-- Start of Excerpt to read --

One of my inspirations to pursue a vegan lifestyle came from the knowledge I got from this film. However, since I watched it I was curious how I could make the kind of foods that they speak about. One of the hardest things for me to cut down on is my oil. I love extra virgin olive oil, sesame oil, coconut oil and avocado oil. Many nutritionist say we need these good oils, but that is one thing that is a big different in what these guys preach. So tonight I tried to cook for the first time without oil. Instead of oil to brown my onions I used water. I thought they would be really watery, but actually they still browned and became sweet. So really it was not a big problem. Maybe the taste would of been a bit different, but it wasn’t noticeable. Any reason to cut down my fat intake at dinner, so I can indulge for dessert sounds good to me.

Roasting capsicums on the stove

The millet cakes and sauce were not what I expected and look very different to the picture in the book. It was only my second time cooking with millet before. The last time I tried to make

After roasting capsicums

macrobiotic ‘mash potato’, using cauliflower instead of potato. It wasn’t bad for me, but wasn’t a hit with Marco. I think the millet cakes really need the sauce. Alone sauce is bland and the millet cakes are extreme, but together they really fit. Today was also the first time I’ve ever roasted my own capsicums on the gas stove. I know it not complicated, but cooking with fire has always freaked me out. It is also a lot quicker then roasting them for 40 mins. I think it only took me 10-15 mins to do them. It is really simple. Just place the capsicum on the flame and rotate them so all the skin becomes black, then peal the skin off once they have cooked down. My boyfriend’s Serbian mother, who has prepared many a paprika’s in her time, gave me some tips. She said its better to place the capsicums in a covered pot, so that the blacken skin will peel away easier. For the Mujadara, I used the rest of my French Lentils, even though the recipe called for green lentils. I also used some curry powder and a lot of extra salt as I found it a bit bland. I think its a great base recipe the could be improved with some more herbs and spices. I think it also needs more rice, as the recipe only called for 3/4 cup of rice. I found that there wasn’t enough rice to lentils, so next time I will add more. Mujadara is a popular recipe in the Middle East and different cultures use different ingredients to flavour it. Such as cumin, coriander or mint,  fried onions, melted butter, and served hot or cold, often with yogurt.

Curried Millet Cakes (gf, nf)

Ingredients: 3 cups vegetable stock, 1 cup millet, 1 yellow onion diced, 4 cloves garlic diced, 1 tbsp curry powder, 1/2 tsp red pepper flakes, 2 tbsp white miso dissolved in 1/4 cup water (i forgot the water), 2 tbsp tomato puree (I used paste), 1/4 cup nutritional yeast, salt to taste.

1.Preheat oven to 180 degrees

2. Bring vegetable stock to boil, then add the millet. Cook for 20 mins, so that it millet is tender.

3. Sauté onion in a large pan for 7-8 mins, adding water so it doesn’t stick.

4. Add garlic, curry powder, pepper flakes, and cook for 1 min.

5. Take off heat then add miso, tomato paste and nutritional yeast. Then mix in the millet.

6. Take 2 baking trays with baking paper and place millet mixture in the form of a pattie (about 12). Then bake in the oven for 15 mins

Red Pepper Coriander Sauce (gf, nf)

-- End of Excerpt to read --
-- Start of Listed entries --

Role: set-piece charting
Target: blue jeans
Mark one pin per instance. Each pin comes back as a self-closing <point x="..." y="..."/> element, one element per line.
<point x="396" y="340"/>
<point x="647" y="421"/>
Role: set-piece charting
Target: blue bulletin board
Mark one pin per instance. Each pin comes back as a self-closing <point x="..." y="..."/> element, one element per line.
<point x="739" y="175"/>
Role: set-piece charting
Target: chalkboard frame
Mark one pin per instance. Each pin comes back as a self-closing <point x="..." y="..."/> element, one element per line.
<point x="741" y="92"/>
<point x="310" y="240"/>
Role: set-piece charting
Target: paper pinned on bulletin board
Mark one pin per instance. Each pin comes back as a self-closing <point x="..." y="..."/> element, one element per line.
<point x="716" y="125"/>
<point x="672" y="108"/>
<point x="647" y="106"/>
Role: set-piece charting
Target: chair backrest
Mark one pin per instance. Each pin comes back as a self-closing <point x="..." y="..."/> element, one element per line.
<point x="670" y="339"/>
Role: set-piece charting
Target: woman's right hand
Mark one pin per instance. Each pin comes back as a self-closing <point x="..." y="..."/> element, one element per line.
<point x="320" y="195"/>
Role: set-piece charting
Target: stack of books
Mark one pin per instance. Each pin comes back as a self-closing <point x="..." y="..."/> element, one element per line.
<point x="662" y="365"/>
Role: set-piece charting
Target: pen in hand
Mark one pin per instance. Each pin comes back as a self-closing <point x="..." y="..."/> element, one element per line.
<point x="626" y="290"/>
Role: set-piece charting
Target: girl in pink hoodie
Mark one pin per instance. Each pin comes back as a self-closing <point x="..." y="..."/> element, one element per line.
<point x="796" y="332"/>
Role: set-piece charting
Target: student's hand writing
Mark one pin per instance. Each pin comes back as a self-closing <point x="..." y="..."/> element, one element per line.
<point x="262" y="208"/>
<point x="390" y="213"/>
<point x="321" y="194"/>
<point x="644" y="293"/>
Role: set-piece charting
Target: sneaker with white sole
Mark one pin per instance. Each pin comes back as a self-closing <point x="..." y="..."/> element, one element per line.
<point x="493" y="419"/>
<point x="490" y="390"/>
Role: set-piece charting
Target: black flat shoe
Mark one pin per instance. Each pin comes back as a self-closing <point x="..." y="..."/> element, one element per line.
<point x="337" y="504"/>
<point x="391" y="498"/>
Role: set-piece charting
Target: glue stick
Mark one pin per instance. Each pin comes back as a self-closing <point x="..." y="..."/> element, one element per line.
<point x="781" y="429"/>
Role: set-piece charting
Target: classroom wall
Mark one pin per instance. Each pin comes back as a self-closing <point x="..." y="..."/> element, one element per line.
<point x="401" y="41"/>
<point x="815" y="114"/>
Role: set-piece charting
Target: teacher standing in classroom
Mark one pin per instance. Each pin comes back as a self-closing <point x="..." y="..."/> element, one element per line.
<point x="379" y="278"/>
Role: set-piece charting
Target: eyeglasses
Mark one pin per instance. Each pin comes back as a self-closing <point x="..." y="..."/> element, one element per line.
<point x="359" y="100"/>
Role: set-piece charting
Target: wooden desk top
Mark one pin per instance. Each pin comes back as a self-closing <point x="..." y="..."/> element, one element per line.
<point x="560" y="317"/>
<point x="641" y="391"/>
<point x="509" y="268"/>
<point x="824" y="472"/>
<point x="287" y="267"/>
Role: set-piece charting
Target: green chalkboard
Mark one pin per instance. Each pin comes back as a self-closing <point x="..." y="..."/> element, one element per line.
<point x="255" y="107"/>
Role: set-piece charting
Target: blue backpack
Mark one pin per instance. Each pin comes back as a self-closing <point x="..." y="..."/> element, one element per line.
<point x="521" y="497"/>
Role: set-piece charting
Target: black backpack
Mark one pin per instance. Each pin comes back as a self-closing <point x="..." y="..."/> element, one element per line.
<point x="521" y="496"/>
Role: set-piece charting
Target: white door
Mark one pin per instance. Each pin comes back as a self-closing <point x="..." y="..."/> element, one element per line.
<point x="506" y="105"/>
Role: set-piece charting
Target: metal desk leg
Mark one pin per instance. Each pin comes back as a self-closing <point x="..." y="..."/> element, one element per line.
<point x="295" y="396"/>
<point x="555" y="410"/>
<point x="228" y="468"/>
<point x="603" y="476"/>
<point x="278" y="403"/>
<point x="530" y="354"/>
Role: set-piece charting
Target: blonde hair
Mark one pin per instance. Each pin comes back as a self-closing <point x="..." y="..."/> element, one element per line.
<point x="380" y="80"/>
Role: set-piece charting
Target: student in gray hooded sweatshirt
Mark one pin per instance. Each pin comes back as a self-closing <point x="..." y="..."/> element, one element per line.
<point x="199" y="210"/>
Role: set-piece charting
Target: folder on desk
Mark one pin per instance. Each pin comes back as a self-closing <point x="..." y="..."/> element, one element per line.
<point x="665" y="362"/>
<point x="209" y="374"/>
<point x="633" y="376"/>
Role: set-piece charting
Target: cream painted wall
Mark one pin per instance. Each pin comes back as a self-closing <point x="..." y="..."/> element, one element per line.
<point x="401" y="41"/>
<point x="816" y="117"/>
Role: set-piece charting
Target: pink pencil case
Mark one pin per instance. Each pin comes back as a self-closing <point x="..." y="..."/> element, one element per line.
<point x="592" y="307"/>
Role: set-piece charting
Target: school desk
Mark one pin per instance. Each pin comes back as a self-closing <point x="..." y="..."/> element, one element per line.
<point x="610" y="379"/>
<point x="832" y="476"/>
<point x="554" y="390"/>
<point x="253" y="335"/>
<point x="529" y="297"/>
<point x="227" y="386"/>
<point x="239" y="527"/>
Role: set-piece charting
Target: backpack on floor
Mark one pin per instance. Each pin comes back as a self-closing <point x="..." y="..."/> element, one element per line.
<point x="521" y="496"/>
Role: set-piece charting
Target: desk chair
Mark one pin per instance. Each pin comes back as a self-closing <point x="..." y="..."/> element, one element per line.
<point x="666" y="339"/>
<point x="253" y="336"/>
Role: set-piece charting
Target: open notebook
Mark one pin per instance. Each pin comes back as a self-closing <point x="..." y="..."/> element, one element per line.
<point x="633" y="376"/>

-- End of Listed entries --

> Do this: Go on with the oil-free cooking post from its last line, the "Red Pepper Coriander Sauce" heading.

> Output for this task:
Ingredients- packet of extra firm silken tofu, 2 large roasted capsicums, 3 cloves garlic chopped, 1/4 cup coriander, 1 tsp salt, 1/2 tsp chilli flakes, 1 lime juiced and zested.

1. Blend all the ingredients in a food processor. (I used a bar mix, so I had to add a bit of water and it still wasn’t as runny).

2. Heat in a small pot before added to the millet cakes.

Mujadara (Lentils with Rice and Caramelized Onions) (gf, sf, nf)

Ingredients- 1 1/2 green lentils (I used French Lentils), 3/4 tsp ground cinnamon, 1/2 tsp ground all spice, 3/4 brown basmati rice (I used white organic medium grain- but basmati would be better), 3 large yellow onions diced, salt and pepper, I added: 4 cloves of garlic diced, 1 tbsp curry powder.

1. Bring to the boil the lentils with 5 cups of water and then cook on a simmer for 30 mins.

2. Add cinnamon and all spice and continue to cook for 15-20 mins more.

3. Cook rice on the stove or in a rice cooker.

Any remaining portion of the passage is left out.